> [Task to carry out]:
Would you write out the listing verbatim and skip every picture in it?

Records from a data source
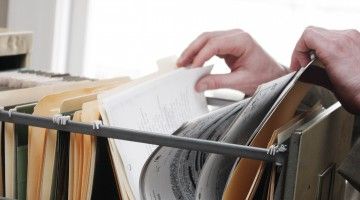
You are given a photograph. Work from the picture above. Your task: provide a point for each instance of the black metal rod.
(146, 137)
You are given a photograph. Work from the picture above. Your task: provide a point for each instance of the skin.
(250, 65)
(338, 50)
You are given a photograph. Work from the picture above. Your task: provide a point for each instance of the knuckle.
(237, 30)
(354, 33)
(246, 36)
(214, 83)
(204, 35)
(308, 32)
(339, 44)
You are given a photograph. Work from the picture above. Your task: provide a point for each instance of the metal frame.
(146, 137)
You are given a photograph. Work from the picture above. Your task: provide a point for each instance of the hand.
(339, 51)
(250, 65)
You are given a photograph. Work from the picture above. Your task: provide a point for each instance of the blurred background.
(107, 38)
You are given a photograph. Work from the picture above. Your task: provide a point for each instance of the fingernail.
(201, 87)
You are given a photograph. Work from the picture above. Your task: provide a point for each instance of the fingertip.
(201, 86)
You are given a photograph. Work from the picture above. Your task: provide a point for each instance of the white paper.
(159, 106)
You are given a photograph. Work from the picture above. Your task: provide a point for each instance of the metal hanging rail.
(146, 137)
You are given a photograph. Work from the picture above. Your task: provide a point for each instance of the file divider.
(147, 137)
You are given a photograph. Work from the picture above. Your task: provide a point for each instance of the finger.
(190, 52)
(313, 38)
(219, 46)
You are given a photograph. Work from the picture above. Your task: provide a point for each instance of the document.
(160, 106)
(173, 173)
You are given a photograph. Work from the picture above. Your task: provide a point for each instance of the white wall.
(37, 16)
(3, 12)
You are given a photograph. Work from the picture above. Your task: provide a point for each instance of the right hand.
(339, 51)
(250, 65)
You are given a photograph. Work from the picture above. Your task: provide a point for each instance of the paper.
(172, 173)
(158, 106)
(217, 168)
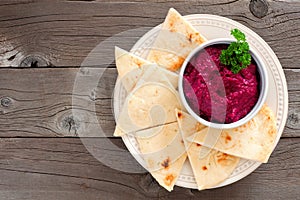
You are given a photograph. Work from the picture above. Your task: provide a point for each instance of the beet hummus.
(208, 83)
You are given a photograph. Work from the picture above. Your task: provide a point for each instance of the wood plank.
(41, 101)
(45, 33)
(62, 168)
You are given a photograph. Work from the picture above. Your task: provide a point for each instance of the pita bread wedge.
(176, 39)
(150, 104)
(215, 166)
(131, 68)
(164, 154)
(253, 140)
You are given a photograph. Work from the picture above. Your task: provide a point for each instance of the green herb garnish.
(237, 54)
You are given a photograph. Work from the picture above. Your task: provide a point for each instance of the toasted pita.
(253, 140)
(215, 166)
(164, 155)
(150, 104)
(131, 68)
(176, 39)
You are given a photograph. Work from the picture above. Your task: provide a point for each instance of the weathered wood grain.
(61, 168)
(62, 33)
(39, 102)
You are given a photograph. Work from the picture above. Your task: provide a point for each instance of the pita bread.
(164, 155)
(150, 104)
(215, 166)
(253, 140)
(131, 68)
(176, 39)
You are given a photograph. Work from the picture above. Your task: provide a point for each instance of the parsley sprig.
(237, 55)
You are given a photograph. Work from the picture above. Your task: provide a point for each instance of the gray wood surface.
(42, 100)
(61, 168)
(43, 44)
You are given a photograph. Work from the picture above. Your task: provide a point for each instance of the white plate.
(212, 26)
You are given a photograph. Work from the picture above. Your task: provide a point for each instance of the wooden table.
(42, 46)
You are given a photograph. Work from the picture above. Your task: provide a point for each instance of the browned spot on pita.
(222, 157)
(169, 179)
(179, 115)
(272, 132)
(138, 63)
(166, 163)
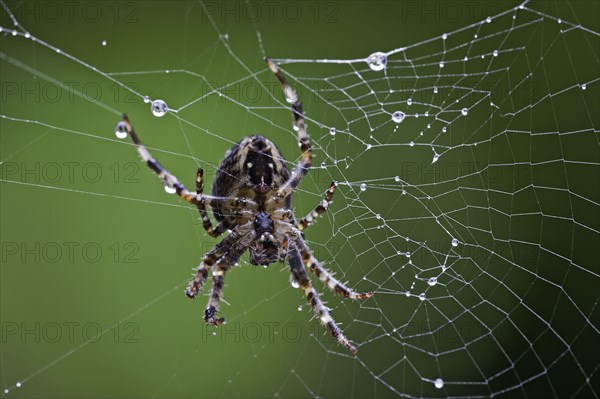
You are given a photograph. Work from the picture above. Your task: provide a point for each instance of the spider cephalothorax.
(252, 199)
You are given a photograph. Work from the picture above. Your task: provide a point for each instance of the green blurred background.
(95, 255)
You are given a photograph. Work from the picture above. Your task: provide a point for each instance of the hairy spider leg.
(319, 209)
(305, 163)
(325, 276)
(171, 181)
(218, 272)
(202, 208)
(300, 275)
(207, 263)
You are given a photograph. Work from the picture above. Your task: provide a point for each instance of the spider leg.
(326, 277)
(202, 208)
(300, 126)
(319, 209)
(207, 263)
(167, 178)
(171, 181)
(299, 274)
(218, 272)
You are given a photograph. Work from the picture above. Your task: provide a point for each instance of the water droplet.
(159, 108)
(377, 61)
(121, 130)
(293, 282)
(398, 116)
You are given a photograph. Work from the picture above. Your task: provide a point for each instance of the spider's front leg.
(169, 180)
(305, 163)
(295, 236)
(219, 260)
(319, 209)
(299, 274)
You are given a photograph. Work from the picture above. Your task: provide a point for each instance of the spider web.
(468, 200)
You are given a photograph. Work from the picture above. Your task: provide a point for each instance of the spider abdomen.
(254, 168)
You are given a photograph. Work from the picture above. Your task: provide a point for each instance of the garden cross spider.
(252, 199)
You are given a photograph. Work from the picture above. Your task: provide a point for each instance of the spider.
(252, 200)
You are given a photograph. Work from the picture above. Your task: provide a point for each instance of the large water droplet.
(377, 61)
(398, 116)
(159, 108)
(121, 130)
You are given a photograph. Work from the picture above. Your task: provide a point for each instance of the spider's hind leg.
(201, 204)
(300, 126)
(299, 274)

> [Finished exercise]:
You are given a photograph. Work from the picture above. Your task: provide a point for each instance of the black metal rod.
(146, 137)
You are given a photograph. Work from the picture above. Your task: provide a point for each instance of the skin.
(250, 65)
(338, 50)
You are given a photograph. Work from the picture above. Your task: provide a point for each instance of the knuckle.
(237, 30)
(354, 33)
(246, 36)
(214, 83)
(204, 35)
(308, 32)
(339, 44)
You are given a photograph. Work from the picture above. Your task: provide a point for each instance of the metal frame.
(146, 137)
You are given a photograph. Work from the picture above. Your task: provide a point for each instance of the hand.
(339, 51)
(250, 65)
You are given a photograph. Work from the picture above. Your task: provide a point for each instance of the blurred background.
(107, 38)
You are given a photograph. Work from the picture above. Your task: provide a point for each instance of the fingernail.
(201, 87)
You are given a photograph. Work from the picture above. Your task: provide a point for each instance of the fingertip.
(201, 86)
You are given a photograph. Work from the picture above. Your task: provide a point for each instance of the white paper.
(159, 106)
You are given a photograph. Work from the picture above. Your task: provide a point for each instance of the metal hanging rail.
(146, 137)
You are given a photograph. Work from the picture above. Your task: provide a point for each instance of the file divider.
(147, 137)
You are given a photograph. Work from the picture above. Your task: provide a point for each instance of the finger.
(190, 52)
(313, 38)
(219, 46)
You are given a photograph. Work from the picture above. Your task: provide a point for each instance of the document.
(160, 106)
(173, 173)
You are given a photograph. Work from the picture above. Your task: provide a point for each instance of the white wall.
(37, 16)
(3, 12)
You are given a photograph. Work from the picture above. Your task: provide a point for each instance of the right hand.
(339, 51)
(250, 65)
You are given a photograph. Work from the picture above. Your task: provide a point for each instance of the paper.
(172, 173)
(158, 106)
(217, 168)
You are given a photograph. Work from the picture above. Your task: provide a point for each instance of the beet hummus.
(208, 83)
You are given a photograph. Work from the picture above. Your task: provide a point for each instance of the wood plank.
(41, 101)
(45, 33)
(62, 168)
You are given a photograph. Work from the picture above. Your task: provide a point for each instance of the pita bread wedge.
(176, 39)
(150, 104)
(215, 166)
(131, 68)
(164, 154)
(253, 140)
You are given a photograph. Work from the picture above. Your task: provide a point for each instance of the green herb garnish.
(237, 54)
You are given a photograph. Work from the picture above. Your task: provide a point for each instance of the toasted pita.
(253, 140)
(215, 166)
(164, 155)
(150, 104)
(131, 68)
(176, 39)
You are given a photograph. Work from the picture above. Your task: provide a point for each instance of the weathered wood grain.
(61, 168)
(62, 33)
(39, 102)
You are given a photograph. Work from the picture above. Your task: provide a point for each instance of the pita bread.
(164, 155)
(150, 104)
(215, 166)
(253, 140)
(131, 68)
(176, 39)
You are given a photograph. Work from the picture above. Your task: provide a point for each instance of the parsley sprig.
(237, 55)
You are given a photograph. Work from the picture above. Your task: provide a point for each instance of the gray wood surface.
(42, 100)
(61, 168)
(43, 44)
You are given a photograph. Work from the picture above. Your task: provide a point for each instance of the white plate.
(212, 26)
You are given a photograph. Work from the picture above. Your task: provide a point for each instance of the wooden table.
(42, 46)
You are given a photograph. Work from the picture above. Your task: provide a point for each instance of the browned spot on pita.
(222, 157)
(169, 179)
(179, 115)
(272, 132)
(138, 63)
(166, 163)
You are given a photograph. Work from the picture above. Your task: provide a point for each instance of the spider cephalothorax.
(252, 199)
You are given a photograph. Work from the picture above. Your task: provide a point for each instance of the green blurred background.
(95, 255)
You are given a photograph. Work from the picture above. Your task: provide a point for each instance of the hairy spider leg.
(319, 209)
(305, 163)
(325, 276)
(171, 181)
(218, 272)
(202, 208)
(300, 275)
(207, 263)
You are given a photograph. Work from the picture above. Your task: provide a point for each instance of the spider leg.
(326, 277)
(202, 208)
(300, 126)
(319, 209)
(207, 263)
(167, 178)
(171, 181)
(299, 274)
(218, 272)
You are given a photograph. Work from the picture above. Your task: provide a point for each instance of the water droplet.
(159, 108)
(377, 61)
(121, 130)
(293, 282)
(398, 116)
You are given a photograph. Work from the picture above. Your task: provide a point for each instance of the spider's front leg.
(169, 180)
(305, 163)
(295, 236)
(219, 260)
(319, 209)
(299, 274)
You are given a photograph. Work from the picture above. Your task: provide a point for each instance of the spider web.
(468, 200)
You are given a photograph. Work from the picture above. Your task: provide a point for each instance of the spider abdomen.
(254, 168)
You are given a photograph. Work from the picture above. Your task: provide a point for each instance of the garden cross spider.
(252, 199)
You are given a photograph. Work from the picture above. Your task: provide a point for each instance of the spider.
(252, 200)
You are given a photograph. Work from the picture above. Your task: provide a point for each instance of the large water droplet.
(377, 61)
(398, 116)
(159, 108)
(121, 130)
You are given a photograph. Work from the picture above. Your task: provide a point for each instance of the spider's hind leg.
(201, 204)
(300, 126)
(299, 274)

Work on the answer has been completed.